• **What the task requires**
Return the data exactly, with all pictures removed.

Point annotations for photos
# # # # #

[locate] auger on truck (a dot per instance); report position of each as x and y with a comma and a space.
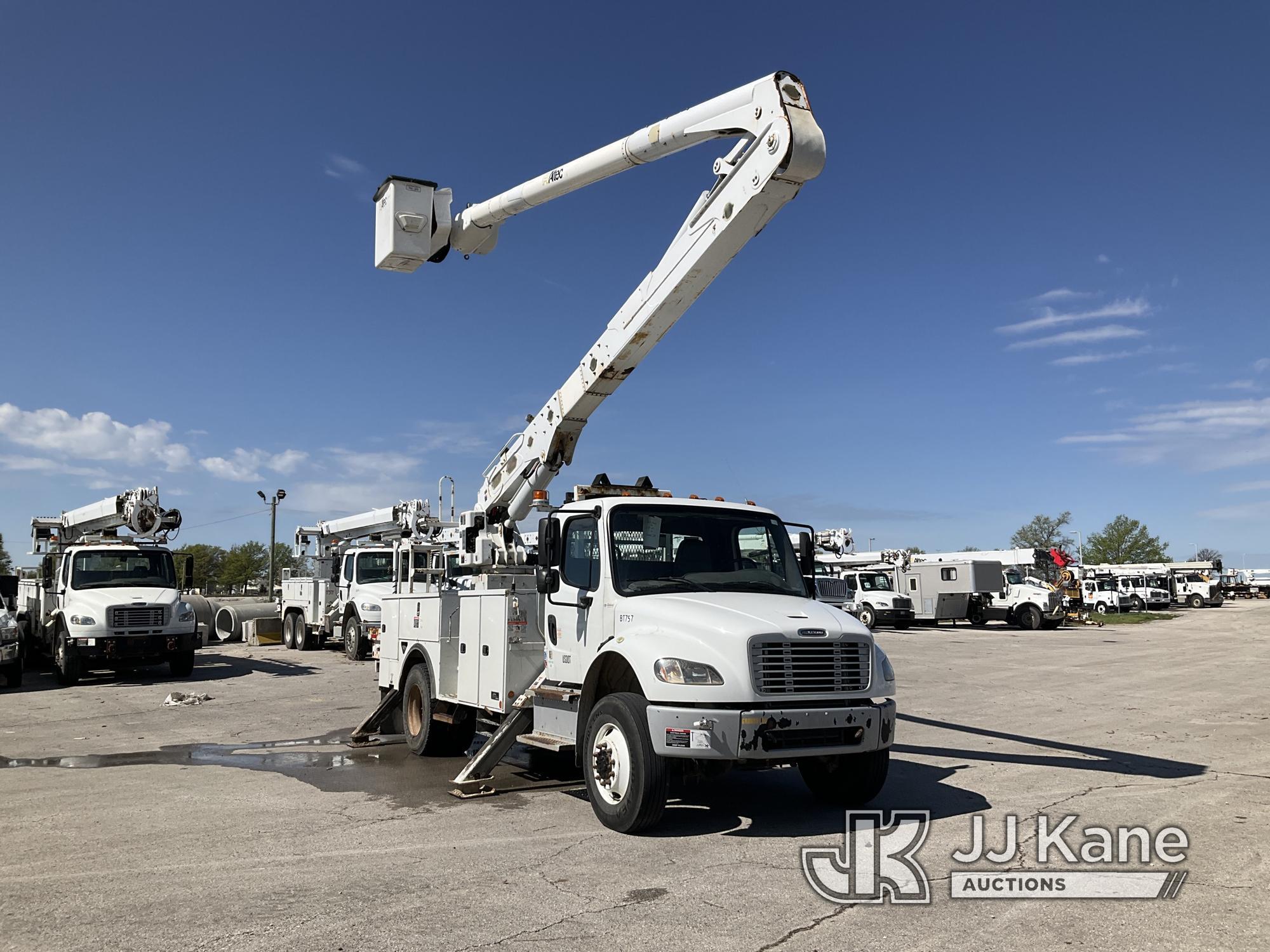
105, 600
679, 635
355, 562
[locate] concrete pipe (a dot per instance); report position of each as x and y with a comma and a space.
231, 618
205, 615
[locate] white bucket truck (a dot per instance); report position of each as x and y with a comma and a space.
1022, 598
656, 634
355, 562
105, 600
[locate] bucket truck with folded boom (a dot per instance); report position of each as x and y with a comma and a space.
656, 634
105, 600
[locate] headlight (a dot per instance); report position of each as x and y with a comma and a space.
888, 673
676, 671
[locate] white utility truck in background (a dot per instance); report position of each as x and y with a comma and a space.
355, 562
679, 635
105, 600
1194, 585
11, 635
1023, 600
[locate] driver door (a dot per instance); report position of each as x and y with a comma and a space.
571, 611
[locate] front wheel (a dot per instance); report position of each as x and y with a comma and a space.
67, 666
182, 663
846, 780
352, 639
627, 780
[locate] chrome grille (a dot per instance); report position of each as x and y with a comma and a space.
810, 667
134, 618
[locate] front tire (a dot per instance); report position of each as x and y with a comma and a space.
67, 666
352, 638
627, 781
846, 780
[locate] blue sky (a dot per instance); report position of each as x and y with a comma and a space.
1033, 276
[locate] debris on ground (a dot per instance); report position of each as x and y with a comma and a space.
178, 699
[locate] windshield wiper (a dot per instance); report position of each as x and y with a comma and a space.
680, 579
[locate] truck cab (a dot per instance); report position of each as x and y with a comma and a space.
1102, 595
110, 605
873, 592
1145, 591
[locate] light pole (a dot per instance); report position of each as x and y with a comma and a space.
274, 526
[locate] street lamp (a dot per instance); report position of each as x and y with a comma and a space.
274, 526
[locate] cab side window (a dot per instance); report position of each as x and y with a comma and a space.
581, 565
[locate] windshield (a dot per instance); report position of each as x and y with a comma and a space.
876, 582
683, 549
114, 569
374, 567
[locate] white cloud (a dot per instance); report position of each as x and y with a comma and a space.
1109, 332
1050, 318
1065, 295
95, 436
1198, 436
1254, 487
341, 167
246, 465
51, 468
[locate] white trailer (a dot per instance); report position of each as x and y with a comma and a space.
356, 563
1023, 600
101, 600
666, 648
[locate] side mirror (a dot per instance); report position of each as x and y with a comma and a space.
806, 554
545, 578
549, 541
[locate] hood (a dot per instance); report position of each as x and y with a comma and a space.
95, 602
740, 614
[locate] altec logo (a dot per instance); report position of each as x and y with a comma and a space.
878, 863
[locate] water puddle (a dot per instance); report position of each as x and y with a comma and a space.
384, 771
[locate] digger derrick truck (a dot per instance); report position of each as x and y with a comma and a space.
655, 635
107, 593
355, 562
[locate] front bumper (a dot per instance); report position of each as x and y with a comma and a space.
133, 648
772, 733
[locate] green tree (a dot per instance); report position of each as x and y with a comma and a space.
1125, 540
1045, 532
246, 564
209, 562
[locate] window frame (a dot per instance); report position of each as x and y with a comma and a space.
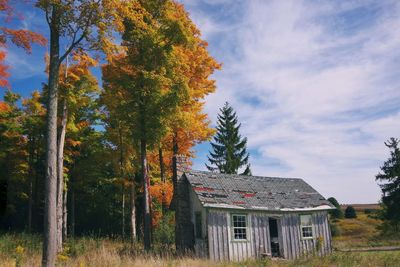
306, 226
246, 228
198, 224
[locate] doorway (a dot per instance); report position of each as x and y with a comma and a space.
274, 237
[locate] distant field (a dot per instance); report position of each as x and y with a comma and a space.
362, 207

# # # # #

• **Exercise output**
[locate] auger on truck (a dot per instance); report position of each as x and y with a comma and a space.
105, 600
679, 635
355, 562
[locate] concrete pipe (a dot per instance); report position of each as x and y with a comma and a space.
231, 618
205, 615
[locate] white bucket truck (a dot per instance); report position of each as x and y with a comma and a space.
1022, 598
656, 634
355, 562
105, 600
[locate] bucket truck with folded boom (a dot per instance); report position of each as x and y with a comma and a space.
656, 634
105, 600
[locate] headlight (a dot per instance); report position of each as x and y with a comma and a space.
888, 673
676, 671
[locate] white utility truck in background (a dot per instance); report position of each as x and y with a comma and a space.
355, 562
679, 635
105, 600
1194, 585
11, 635
1023, 600
[locate] driver door (a dot per instance); report position of each as x and y with a comma and a space.
571, 611
[locate] front wheel (a dot per instance); report position of each as x and y with a comma and a space.
67, 666
182, 663
846, 780
352, 639
627, 780
[locate] chrome grille (a dot per instance); report position of each as x and y with a comma and a space.
810, 667
134, 618
[locate] front tire (a dot per instance); report position of each as x and y with a comma and a space.
67, 666
352, 638
627, 781
846, 780
[locate] blue sky (a dot per instance); report position of each as x and y with a comma and a space.
1033, 276
[locate] debris on ground (a dot per instance); report position of each as x and y with a comma and a space.
178, 699
[locate] windshield wiper (a dot per instance); report position of each as x and y with a comma and a space.
680, 579
[locate] truck cab (a dot per instance); report position of each as x and y with a comma and a space.
1102, 595
110, 605
873, 592
1145, 591
[locate] light pole (a dot per instance); report position of each as x and y with a comma and a space.
274, 526
[locate] street lamp (a dot per instance); report position of each as x and y with a comma and a space.
274, 526
[locate] cab side window (a dot per instance); report position of each as x and y with a comma and a space.
581, 565
[locate] windshield (a dot per instance); report position of each as x and y with a comma and a space.
876, 582
683, 549
114, 569
374, 567
[locate] white cloud (a dot per instance); report position of each as x and y with a comma and a space.
1109, 332
1050, 318
1065, 295
95, 436
1198, 436
1254, 487
341, 167
246, 465
51, 468
[locate] white trailer (a dot per instance); report position of each as x and y with a comma and a space.
356, 563
1023, 600
101, 600
666, 648
[locate] side mirror (a dot per instance); report position of each as x and y with a comma and a space.
806, 554
545, 578
549, 541
[locate] hood (a dot per instance); report position of each as x and y with a comma and a space.
95, 602
740, 614
[locate] altec logo (a dot per instance); report position of each as x and y with a comma and a space.
878, 863
[locate] water puddle (a dot per instance); report position of each as x and y with a comma and a space.
384, 771
[locate] digger derrick truck (a dot per instance); report position of each as x and y with a comma and a space.
655, 635
107, 593
355, 562
[locate] front bumper (a dot per instance); report position of each as x and y with a comma and a space.
133, 648
772, 733
[locate] green tree (a dot per instance); report position of each as x and y with a comma and a space.
1125, 540
1045, 532
246, 564
209, 562
[locate] window frame (a dot per instance); report position of each as x and y with a comma and a space.
306, 226
246, 228
198, 224
[locate] doorway (a dot per instance); report position of each as x and y with a comma and a space.
274, 237
[locate] distant field (a dot per instance); report position of each as x and y with a comma and a space.
362, 207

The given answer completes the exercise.